Exercise goal -> Extract every line of text from the data below verbatim, and leave the pictures out of your answer.

━━━━━━━━

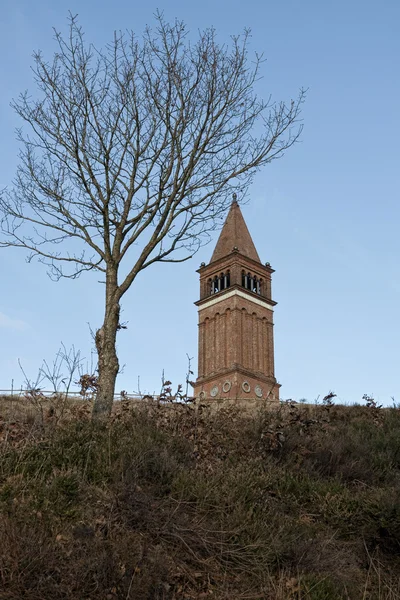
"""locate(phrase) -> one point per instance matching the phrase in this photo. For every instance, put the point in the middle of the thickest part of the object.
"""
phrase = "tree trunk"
(108, 364)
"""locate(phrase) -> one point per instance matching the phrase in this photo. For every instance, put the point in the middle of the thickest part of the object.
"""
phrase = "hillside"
(165, 502)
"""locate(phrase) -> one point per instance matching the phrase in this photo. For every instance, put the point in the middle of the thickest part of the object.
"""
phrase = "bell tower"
(236, 346)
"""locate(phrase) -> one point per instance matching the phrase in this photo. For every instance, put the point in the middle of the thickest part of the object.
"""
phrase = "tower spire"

━━━━━━━━

Output ->
"""locate(phrase) -> one point per instance matching the phrase in this photo. For every instance, put the point in the middle of the thickest part of the object.
"""
phrase = "tree trunk"
(108, 364)
"""locate(phrase) -> one point per instance matching the phrase in this photo. For every instance, put the point in the middle of the thickest part of the object.
"""
phrase = "hillside"
(165, 502)
"""locate(phrase) -> one point per instance matching the phrase in this photo. For every instance, put the point in the middle of the thickest part of the object.
"""
phrase = "bell tower"
(236, 346)
"""locate(phrase) -> one point per instance matching the phrase in this photo. For every instance, put the point in the middle of the thickest part of the object.
"""
phrase = "tower spire"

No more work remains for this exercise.